Rewrite the entries below, replacing every occurrence of "one dot per instance" with "a single point per instance" and leaving everything else unchanged.

> **Data provided**
----
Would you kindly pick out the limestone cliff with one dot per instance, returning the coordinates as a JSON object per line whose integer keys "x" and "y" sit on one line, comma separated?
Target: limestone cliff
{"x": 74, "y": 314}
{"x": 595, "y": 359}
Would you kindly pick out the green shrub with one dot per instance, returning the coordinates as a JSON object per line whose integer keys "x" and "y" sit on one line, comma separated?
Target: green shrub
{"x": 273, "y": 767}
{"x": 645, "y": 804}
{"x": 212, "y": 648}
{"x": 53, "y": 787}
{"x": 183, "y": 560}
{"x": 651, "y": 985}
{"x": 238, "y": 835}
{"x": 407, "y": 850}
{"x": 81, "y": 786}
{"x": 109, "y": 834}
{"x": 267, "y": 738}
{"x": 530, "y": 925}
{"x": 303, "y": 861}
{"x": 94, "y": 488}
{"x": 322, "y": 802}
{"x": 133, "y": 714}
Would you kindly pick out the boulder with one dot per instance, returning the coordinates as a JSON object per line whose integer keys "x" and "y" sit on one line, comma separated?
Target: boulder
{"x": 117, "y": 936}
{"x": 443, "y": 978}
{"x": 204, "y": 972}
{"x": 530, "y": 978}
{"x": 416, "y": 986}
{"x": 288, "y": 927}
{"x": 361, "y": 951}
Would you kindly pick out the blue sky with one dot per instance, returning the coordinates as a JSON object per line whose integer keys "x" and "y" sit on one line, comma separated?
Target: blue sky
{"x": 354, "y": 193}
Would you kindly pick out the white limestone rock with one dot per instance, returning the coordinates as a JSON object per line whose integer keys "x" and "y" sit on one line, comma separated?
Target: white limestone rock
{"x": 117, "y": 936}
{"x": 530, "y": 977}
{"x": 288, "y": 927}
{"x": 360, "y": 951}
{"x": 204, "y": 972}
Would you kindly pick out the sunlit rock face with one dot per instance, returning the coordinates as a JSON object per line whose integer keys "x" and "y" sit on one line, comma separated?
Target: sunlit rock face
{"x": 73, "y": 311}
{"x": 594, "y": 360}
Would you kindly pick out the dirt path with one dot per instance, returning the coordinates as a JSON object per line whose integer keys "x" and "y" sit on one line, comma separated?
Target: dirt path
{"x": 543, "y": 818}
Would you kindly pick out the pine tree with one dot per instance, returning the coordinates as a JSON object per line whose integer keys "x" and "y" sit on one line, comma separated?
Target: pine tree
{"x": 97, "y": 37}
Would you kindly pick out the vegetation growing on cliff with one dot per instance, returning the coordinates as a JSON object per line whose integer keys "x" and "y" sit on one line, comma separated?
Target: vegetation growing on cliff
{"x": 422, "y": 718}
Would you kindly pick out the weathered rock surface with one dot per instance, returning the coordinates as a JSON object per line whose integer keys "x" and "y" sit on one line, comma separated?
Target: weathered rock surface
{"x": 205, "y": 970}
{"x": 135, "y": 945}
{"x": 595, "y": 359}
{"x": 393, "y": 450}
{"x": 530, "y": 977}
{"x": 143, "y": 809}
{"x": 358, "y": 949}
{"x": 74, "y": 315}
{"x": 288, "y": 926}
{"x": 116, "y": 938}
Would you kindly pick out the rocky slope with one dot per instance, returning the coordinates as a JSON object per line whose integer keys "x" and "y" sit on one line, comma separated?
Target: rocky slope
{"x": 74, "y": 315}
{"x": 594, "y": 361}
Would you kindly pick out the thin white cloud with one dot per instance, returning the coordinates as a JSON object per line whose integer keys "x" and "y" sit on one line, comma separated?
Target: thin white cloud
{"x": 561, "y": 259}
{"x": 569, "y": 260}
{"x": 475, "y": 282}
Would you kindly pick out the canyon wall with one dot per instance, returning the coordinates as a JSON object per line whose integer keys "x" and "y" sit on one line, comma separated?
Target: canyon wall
----
> **Reply to the task**
Would you kindly pick out the limestone cliff with a single point per instance, returning the coordinates as a JSON object per line whose integer keys "x" and "y" sit on one line, comma separated?
Target: limestone cliff
{"x": 74, "y": 314}
{"x": 595, "y": 359}
Would you kindly pick out the green shrub with a single point per instance, returning the coordinates as a JSON object per line whose integer keys "x" and "y" sit on one line, comma separated?
Target: green shrub
{"x": 273, "y": 767}
{"x": 645, "y": 804}
{"x": 212, "y": 648}
{"x": 53, "y": 787}
{"x": 183, "y": 560}
{"x": 651, "y": 985}
{"x": 238, "y": 835}
{"x": 407, "y": 850}
{"x": 81, "y": 786}
{"x": 109, "y": 834}
{"x": 267, "y": 738}
{"x": 530, "y": 925}
{"x": 303, "y": 861}
{"x": 94, "y": 488}
{"x": 322, "y": 802}
{"x": 133, "y": 714}
Would you kindly pick out the boulder with a single point per instance, returning the coordinates as a JSON object per line whose integer keys "x" and "y" sit on one line, comma separated?
Target: boulder
{"x": 117, "y": 936}
{"x": 443, "y": 978}
{"x": 204, "y": 972}
{"x": 530, "y": 978}
{"x": 416, "y": 986}
{"x": 288, "y": 927}
{"x": 361, "y": 951}
Would you kindly pick out the blue sky with a single point per instance, returning the coordinates as a JSON object per line whose integer keys "x" and "y" sit on one line, comma separated?
Target: blue sky
{"x": 354, "y": 193}
Would you kindly pick out the white limestone rock with a single point per instance, returning the coordinates as a JSON object per line whose integer keys "x" and "y" sit on one line, comma separated?
Target: white limestone rock
{"x": 117, "y": 936}
{"x": 530, "y": 977}
{"x": 288, "y": 927}
{"x": 360, "y": 951}
{"x": 204, "y": 972}
Would you kindly pick out the sunlit rock face with a single point per instance, returning the coordinates as a JSON object per line whose integer keys "x" and "y" sit on one line, comma separated?
Target: sunlit rock face
{"x": 73, "y": 311}
{"x": 594, "y": 360}
Would you kindly pick out the dirt path with a single point per instance, returning the coordinates as a JSON object per line whose integer keys "x" and "y" sit on one line, comma separated?
Target: dirt path
{"x": 543, "y": 818}
Would you kindly pick out the pine tree with a single point per instance, returning the coordinates as a JSON object per line whose integer keys "x" and "y" sit on one line, comma separated?
Target: pine tree
{"x": 97, "y": 37}
Would you kindly pick out the vegetation growing on cliff with a single point per instance, returning the coordinates as a JSON object per line whose integer keys "x" and "y" sit on one line, comma separated?
Target: vegetation growing on cliff
{"x": 422, "y": 718}
Would you kindly pick out the weathered rock surface with a single point per instance, returning the coordinates as a JSON object per line whose integer keys "x" and "y" sit on one line, comma separated?
Target: weathered rock surface
{"x": 205, "y": 970}
{"x": 135, "y": 945}
{"x": 595, "y": 359}
{"x": 393, "y": 450}
{"x": 530, "y": 977}
{"x": 143, "y": 809}
{"x": 358, "y": 949}
{"x": 74, "y": 315}
{"x": 288, "y": 926}
{"x": 116, "y": 938}
Would you kindly pick out the rocky slope with a single point per instance, returning the coordinates as a JSON object per line whose integer keys "x" and "y" sit on one line, comma separated?
Target: rocky slope
{"x": 74, "y": 315}
{"x": 594, "y": 361}
Would you kindly pick out the thin white cloud with a single point per instance, returning the coordinates as a JSON object per line whose integer keys "x" and "y" sit on one line, comma separated?
Target: thin white cloud
{"x": 561, "y": 259}
{"x": 569, "y": 260}
{"x": 475, "y": 282}
Would you kindly pick out the canyon wall with a single point per instance, returning the coordinates as a JSON object per line whose integer keys "x" and "y" sit on one line, comma separated?
Target: canyon wall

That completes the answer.